H.H est arrivé à destination avec ses équipages qui se sont relayés pendant ces quelques années de voyage, les gars prennent place dans leurs quartiers, s’installent et sortent d’une torpeur afin de jouer ce qu’ils savent faire et ont toujours fait aux côtés de leur leader.
Cet album sort en 80 et sa première écoute m’a dérouté.
Comme si H.H sortait en vrac des « chutes » de studio, des trucs oubliés et remis au gout du jour, passionnant mais comme une parenthèse.
Aujourd’hui je vois plutôt cet album comme un « résumé », la somme d’une époque, comme un point pas vraiment final mais une pause.
Herbie ne peut passer d’une « époque », d’une décennie à l’autre de façon tranchée.
Il le fait en douceur. H.H n’est pas provocateur dans son côté précurseur, il reste humble, détendu et toujours enclin au fun, au plaisir, à ce bonheur que lui procure la/les/sa/ses… musique(s).

« Mr Hands » c’est ce passage… on conclut les seventies et on amorce les eighties.

### LIGNES FOURNIES
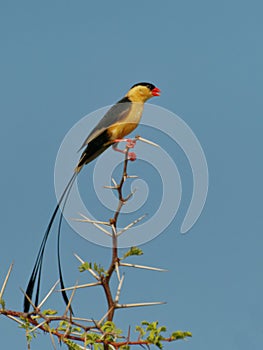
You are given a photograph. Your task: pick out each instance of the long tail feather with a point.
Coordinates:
(64, 294)
(36, 273)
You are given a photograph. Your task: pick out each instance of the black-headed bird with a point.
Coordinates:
(119, 121)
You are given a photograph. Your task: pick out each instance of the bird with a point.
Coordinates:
(120, 120)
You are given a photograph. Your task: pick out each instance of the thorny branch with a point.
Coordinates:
(89, 332)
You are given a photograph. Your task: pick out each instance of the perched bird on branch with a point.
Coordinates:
(119, 121)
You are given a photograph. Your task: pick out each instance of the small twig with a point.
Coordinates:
(69, 302)
(48, 294)
(119, 290)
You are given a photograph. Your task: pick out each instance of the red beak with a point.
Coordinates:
(156, 92)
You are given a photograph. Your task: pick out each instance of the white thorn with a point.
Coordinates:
(119, 289)
(143, 267)
(131, 224)
(39, 325)
(6, 280)
(15, 319)
(114, 182)
(117, 270)
(70, 301)
(90, 270)
(80, 286)
(147, 141)
(122, 306)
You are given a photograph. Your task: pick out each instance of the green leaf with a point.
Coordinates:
(71, 345)
(2, 303)
(133, 251)
(180, 335)
(84, 267)
(49, 312)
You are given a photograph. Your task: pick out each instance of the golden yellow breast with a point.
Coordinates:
(125, 126)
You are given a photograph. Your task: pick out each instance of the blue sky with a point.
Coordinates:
(61, 60)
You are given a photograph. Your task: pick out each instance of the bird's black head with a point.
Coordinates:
(141, 92)
(148, 85)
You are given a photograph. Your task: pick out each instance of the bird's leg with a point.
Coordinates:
(130, 143)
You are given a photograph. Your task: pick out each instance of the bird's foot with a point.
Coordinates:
(130, 143)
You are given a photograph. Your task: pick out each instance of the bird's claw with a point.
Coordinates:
(132, 156)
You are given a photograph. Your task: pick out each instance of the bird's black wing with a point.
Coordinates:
(115, 114)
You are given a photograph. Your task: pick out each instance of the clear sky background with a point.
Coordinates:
(61, 60)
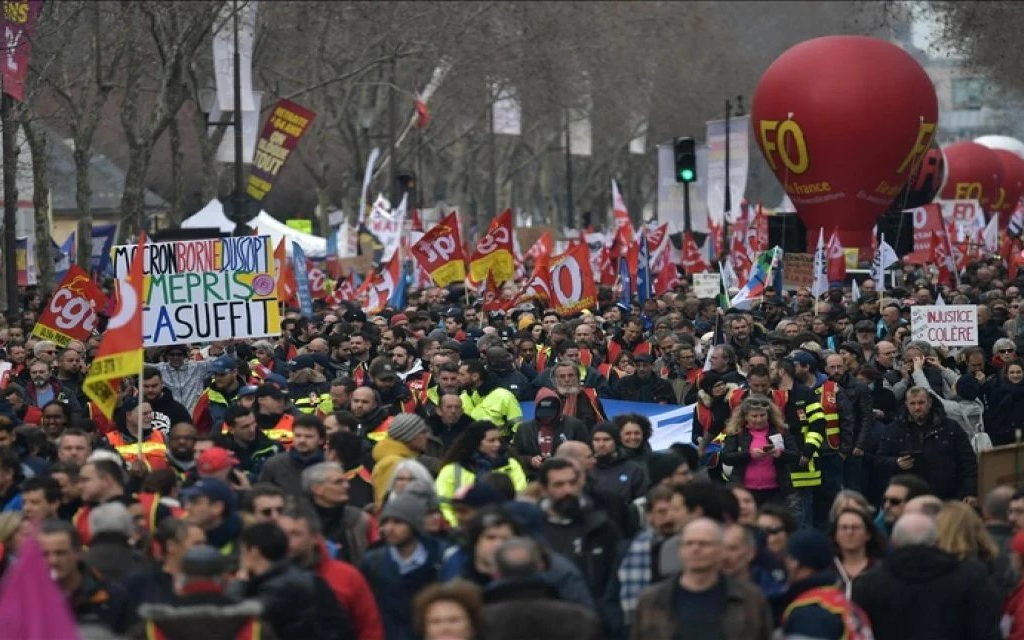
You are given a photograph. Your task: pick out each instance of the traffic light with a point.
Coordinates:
(686, 160)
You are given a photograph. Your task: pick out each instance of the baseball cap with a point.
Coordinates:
(211, 488)
(301, 361)
(398, 318)
(269, 390)
(382, 370)
(223, 365)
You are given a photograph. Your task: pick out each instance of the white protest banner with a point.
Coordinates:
(707, 285)
(950, 325)
(204, 290)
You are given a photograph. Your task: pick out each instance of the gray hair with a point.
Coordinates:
(415, 468)
(316, 474)
(111, 517)
(914, 528)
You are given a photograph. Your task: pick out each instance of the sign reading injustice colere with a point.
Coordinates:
(951, 325)
(203, 290)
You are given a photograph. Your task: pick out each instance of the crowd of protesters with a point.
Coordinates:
(374, 477)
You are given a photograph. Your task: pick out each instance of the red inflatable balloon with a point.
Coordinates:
(1011, 187)
(842, 121)
(973, 172)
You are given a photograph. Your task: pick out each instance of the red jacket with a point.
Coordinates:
(352, 592)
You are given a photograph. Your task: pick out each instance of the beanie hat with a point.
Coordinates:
(968, 387)
(406, 508)
(811, 549)
(404, 427)
(610, 429)
(664, 465)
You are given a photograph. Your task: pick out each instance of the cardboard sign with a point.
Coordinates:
(798, 269)
(707, 285)
(951, 325)
(71, 312)
(205, 290)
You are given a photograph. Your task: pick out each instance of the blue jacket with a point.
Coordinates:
(394, 592)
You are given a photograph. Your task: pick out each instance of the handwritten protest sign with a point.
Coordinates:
(950, 325)
(707, 285)
(203, 290)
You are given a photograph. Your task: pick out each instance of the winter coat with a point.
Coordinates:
(747, 615)
(736, 454)
(944, 458)
(532, 603)
(387, 454)
(925, 593)
(1006, 412)
(296, 603)
(650, 389)
(394, 591)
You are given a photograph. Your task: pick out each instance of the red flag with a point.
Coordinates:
(837, 259)
(493, 300)
(693, 260)
(120, 352)
(439, 252)
(572, 286)
(622, 214)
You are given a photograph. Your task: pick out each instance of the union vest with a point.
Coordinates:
(828, 392)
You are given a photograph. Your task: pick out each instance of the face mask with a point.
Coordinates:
(567, 507)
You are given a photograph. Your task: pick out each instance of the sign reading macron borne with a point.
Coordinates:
(203, 290)
(950, 326)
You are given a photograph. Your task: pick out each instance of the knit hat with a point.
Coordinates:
(664, 465)
(404, 427)
(610, 429)
(811, 549)
(406, 508)
(968, 387)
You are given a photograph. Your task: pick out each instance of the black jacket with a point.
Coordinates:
(925, 593)
(531, 603)
(736, 454)
(943, 456)
(167, 412)
(650, 389)
(298, 604)
(591, 541)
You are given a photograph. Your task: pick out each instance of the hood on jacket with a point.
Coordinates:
(387, 448)
(919, 563)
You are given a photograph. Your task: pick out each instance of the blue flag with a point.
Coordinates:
(627, 282)
(302, 280)
(643, 269)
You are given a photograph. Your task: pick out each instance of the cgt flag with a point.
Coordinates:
(120, 353)
(494, 252)
(439, 252)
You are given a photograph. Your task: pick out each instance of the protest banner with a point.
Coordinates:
(950, 325)
(798, 269)
(707, 285)
(205, 290)
(71, 312)
(282, 131)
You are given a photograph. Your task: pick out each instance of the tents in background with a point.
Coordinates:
(212, 215)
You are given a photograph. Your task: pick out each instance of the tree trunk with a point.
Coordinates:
(133, 198)
(83, 199)
(177, 175)
(40, 202)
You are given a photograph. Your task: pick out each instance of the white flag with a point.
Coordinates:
(820, 285)
(884, 258)
(991, 235)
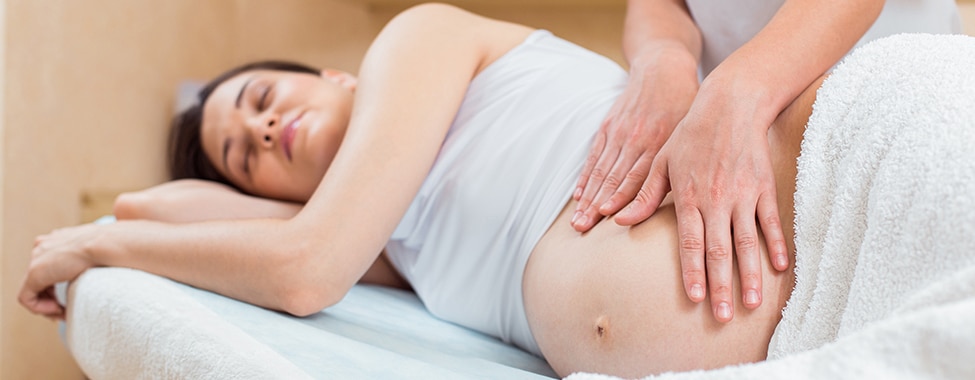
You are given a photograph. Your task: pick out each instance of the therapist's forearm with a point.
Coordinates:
(801, 42)
(659, 28)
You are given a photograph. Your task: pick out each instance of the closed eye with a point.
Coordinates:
(248, 153)
(262, 103)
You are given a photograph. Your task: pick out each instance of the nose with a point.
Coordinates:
(265, 130)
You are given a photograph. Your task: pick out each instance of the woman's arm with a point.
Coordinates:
(412, 82)
(193, 200)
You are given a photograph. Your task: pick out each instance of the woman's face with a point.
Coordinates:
(274, 133)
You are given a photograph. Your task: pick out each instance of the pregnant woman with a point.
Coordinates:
(447, 167)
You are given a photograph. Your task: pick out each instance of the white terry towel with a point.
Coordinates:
(885, 222)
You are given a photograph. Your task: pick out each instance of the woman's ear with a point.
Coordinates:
(343, 78)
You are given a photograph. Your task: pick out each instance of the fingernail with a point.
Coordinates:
(697, 291)
(751, 297)
(782, 261)
(584, 220)
(724, 310)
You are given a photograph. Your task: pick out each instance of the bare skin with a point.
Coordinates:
(587, 295)
(611, 300)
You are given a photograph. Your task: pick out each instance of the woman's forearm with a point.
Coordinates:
(190, 200)
(239, 259)
(801, 42)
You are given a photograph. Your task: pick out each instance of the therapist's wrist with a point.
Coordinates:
(663, 55)
(753, 99)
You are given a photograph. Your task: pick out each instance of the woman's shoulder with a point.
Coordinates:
(437, 21)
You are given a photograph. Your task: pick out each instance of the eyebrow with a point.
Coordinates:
(240, 94)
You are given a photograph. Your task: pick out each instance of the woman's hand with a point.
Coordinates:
(58, 256)
(719, 167)
(656, 97)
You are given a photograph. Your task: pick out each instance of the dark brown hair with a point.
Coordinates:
(186, 158)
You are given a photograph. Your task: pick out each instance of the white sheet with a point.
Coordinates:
(885, 228)
(128, 324)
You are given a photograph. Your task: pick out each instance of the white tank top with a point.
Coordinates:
(505, 171)
(726, 25)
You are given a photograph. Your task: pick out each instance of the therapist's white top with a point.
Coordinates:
(505, 171)
(727, 24)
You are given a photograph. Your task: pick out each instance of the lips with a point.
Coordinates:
(288, 135)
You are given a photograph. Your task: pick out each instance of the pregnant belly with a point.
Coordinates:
(611, 301)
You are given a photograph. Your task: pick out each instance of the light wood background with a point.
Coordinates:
(88, 87)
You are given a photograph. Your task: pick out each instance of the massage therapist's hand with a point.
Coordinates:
(58, 256)
(658, 94)
(718, 165)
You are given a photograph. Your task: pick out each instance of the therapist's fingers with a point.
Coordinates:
(595, 152)
(690, 232)
(633, 175)
(586, 214)
(650, 195)
(718, 259)
(748, 254)
(768, 217)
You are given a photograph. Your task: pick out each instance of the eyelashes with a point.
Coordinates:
(264, 100)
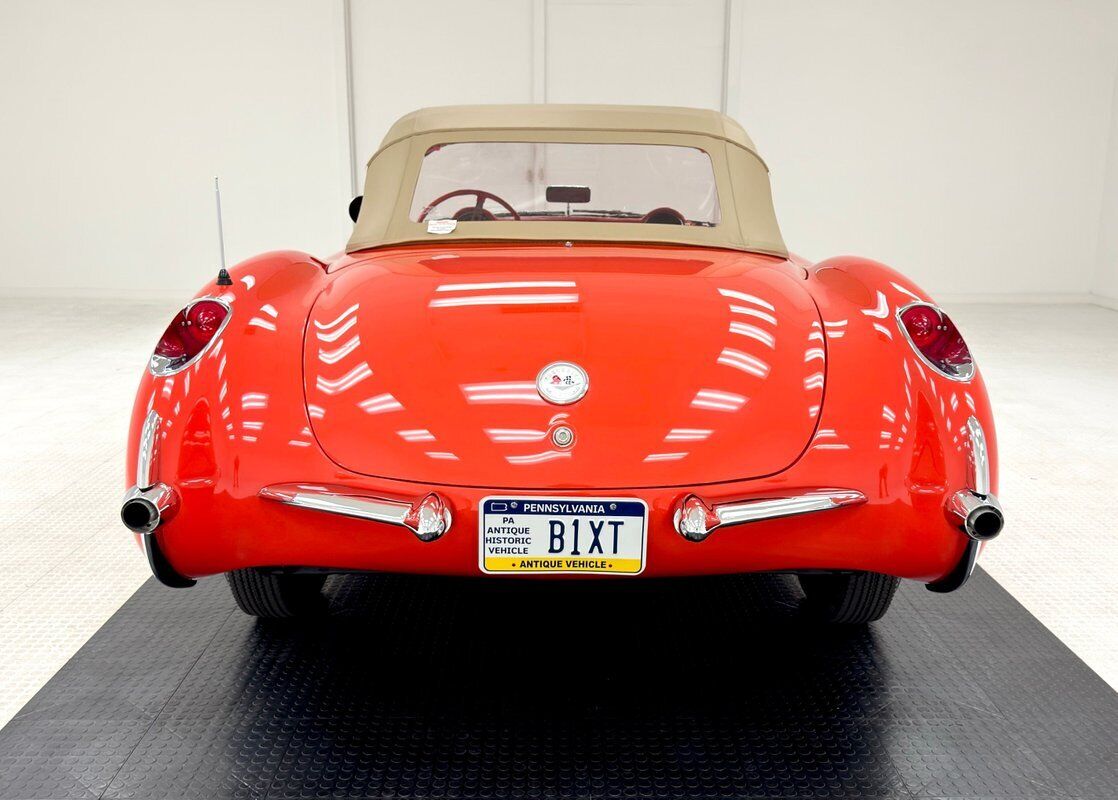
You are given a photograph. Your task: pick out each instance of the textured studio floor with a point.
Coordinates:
(68, 370)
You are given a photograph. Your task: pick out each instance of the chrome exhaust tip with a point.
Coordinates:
(979, 516)
(142, 511)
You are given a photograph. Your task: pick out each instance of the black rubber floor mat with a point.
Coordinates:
(420, 688)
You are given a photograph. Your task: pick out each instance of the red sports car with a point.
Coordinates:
(562, 341)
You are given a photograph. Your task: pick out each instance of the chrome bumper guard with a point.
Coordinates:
(695, 520)
(427, 517)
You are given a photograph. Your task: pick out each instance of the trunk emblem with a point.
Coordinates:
(562, 382)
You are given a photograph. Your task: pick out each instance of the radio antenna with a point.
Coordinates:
(223, 275)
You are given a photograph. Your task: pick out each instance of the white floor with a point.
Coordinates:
(68, 371)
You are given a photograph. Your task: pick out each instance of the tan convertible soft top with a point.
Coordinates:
(745, 196)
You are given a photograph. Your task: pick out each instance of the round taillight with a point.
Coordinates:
(189, 333)
(934, 336)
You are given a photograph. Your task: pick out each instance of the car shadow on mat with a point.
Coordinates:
(427, 686)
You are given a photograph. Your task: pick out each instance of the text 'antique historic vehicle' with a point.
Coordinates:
(562, 341)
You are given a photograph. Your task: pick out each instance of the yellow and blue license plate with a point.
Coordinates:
(596, 535)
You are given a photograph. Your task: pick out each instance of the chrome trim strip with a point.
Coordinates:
(975, 508)
(428, 517)
(148, 450)
(977, 458)
(962, 377)
(695, 520)
(160, 365)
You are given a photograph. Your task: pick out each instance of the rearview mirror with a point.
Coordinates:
(569, 194)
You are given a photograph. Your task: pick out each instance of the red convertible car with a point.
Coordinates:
(562, 341)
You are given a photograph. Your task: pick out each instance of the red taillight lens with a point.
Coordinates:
(191, 330)
(934, 335)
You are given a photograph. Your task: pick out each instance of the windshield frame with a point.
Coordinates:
(385, 216)
(515, 179)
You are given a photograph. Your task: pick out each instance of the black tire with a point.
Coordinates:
(273, 596)
(849, 599)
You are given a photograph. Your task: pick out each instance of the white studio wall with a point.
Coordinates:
(119, 113)
(965, 143)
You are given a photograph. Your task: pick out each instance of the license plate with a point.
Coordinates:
(598, 535)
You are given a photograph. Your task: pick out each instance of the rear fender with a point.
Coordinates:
(246, 389)
(883, 405)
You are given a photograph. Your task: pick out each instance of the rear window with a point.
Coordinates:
(562, 181)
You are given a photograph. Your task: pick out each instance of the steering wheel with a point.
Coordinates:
(482, 197)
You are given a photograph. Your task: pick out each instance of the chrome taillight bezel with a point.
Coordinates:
(161, 367)
(964, 374)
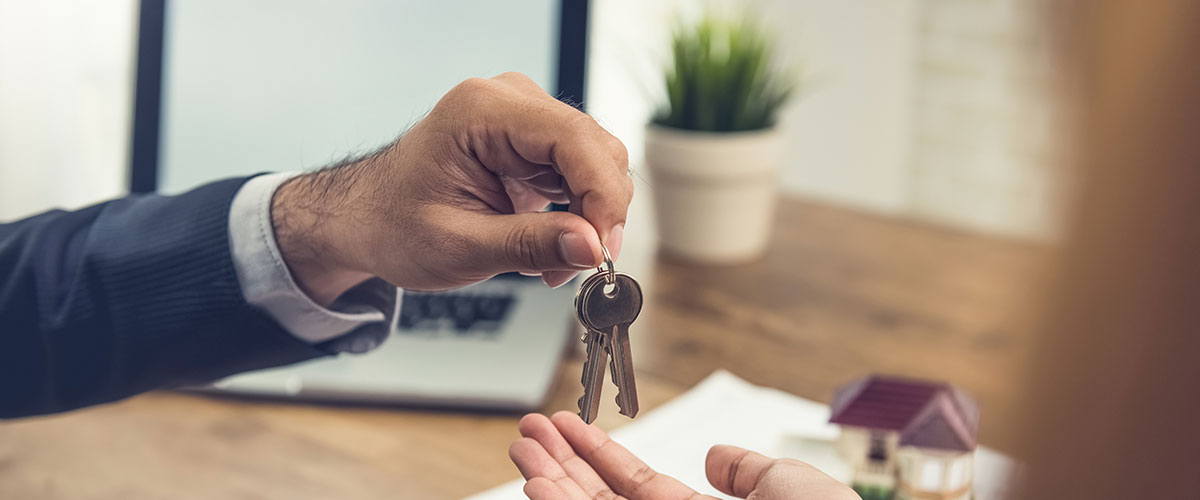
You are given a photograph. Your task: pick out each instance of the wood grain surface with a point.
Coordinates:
(839, 294)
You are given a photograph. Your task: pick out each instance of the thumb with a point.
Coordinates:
(737, 471)
(535, 242)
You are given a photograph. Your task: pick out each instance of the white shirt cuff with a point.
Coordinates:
(265, 279)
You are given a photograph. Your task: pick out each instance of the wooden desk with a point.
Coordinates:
(839, 295)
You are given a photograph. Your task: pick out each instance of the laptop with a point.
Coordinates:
(231, 88)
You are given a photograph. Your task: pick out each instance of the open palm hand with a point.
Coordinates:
(564, 458)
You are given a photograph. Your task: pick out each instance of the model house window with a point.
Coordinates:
(879, 451)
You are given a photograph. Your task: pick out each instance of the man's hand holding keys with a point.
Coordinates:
(460, 197)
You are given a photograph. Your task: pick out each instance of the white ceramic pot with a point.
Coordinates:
(714, 193)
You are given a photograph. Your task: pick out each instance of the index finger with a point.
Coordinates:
(628, 475)
(594, 163)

### TÂCHES ET EXERCICES
#1 D'après le texte sur l'album « Mr Hands », comment cet album est-il vu aujourd'hui ?
#2 Pourriez-vous reprendre le texte sur l'album « Mr Hands » à la suite de sa dernière phrase ?

### RÉPONSES RÉDIGÉES
#1 Comme un « résumé », la somme d'une époque, un point pas vraiment final mais une pause.

#2
On fait un état des lieux et on offre aux fans et au public de nouvelles compositions, d’une rare qualité, qui replacent les pièces en ordre sur l’échiquier… avant de passer à autre chose, mettre de l’ordre…
On donne quelques pistes de ce que serait la suite…
A chacun de l’imaginer…

H.H peut ici paraitre versatile, multiple et hésitant sur la direction à prendre.
Comme je l’ai dit, il est arrivé à bon port, ses voyages l’amènent donc là, avec des équipages tout de même d’un niveau que rares ses voisins ayant de leurs côtés tenté l’aventure peuvent prétendre avoir eu en idéal de cohésion, de mise de côté de l’ego, et d’expérimentation directement réussie, sans passer par la case éprouvette et essais de labo.
John en est à son énième Mahavishnu et il va bientôt tenter une réhabilitation eighties de la chose, synthétisant lui aussi, après avoir creusé d’autres sillons.
Chick a usé la corde virtuose de Return, l’a défiguré et chaque protagoniste a surexposé son ego en soliste, de façon parfois et souvent passionnante (L.White), ou démonstrative (A.DiMeola et surtout S.Clarke qui n’apporte pas grand-chose si ce n’est rien…).
Il va bientôt lui aussi tout numériser et dédier un Electrik Band à tout cela.
Weather Report a souvent muté mais les deux dirigeants du vaisseau restent fidèles à la route fixée, ils ont juste fait quelques détours, récupéré en quelques haltes de nouveaux membres d’équipage et là, parallèlement ils ont enfin et pour un moment de quoi tracer une très belle voie.
Keith ne lâchera plus son Steinway et en solo comme avec de géniaux européens puis le trio de choc, il va creuser sa voie entre création instantanée et standards.
Miles est épuisé, usé, déprimé, en convalescence.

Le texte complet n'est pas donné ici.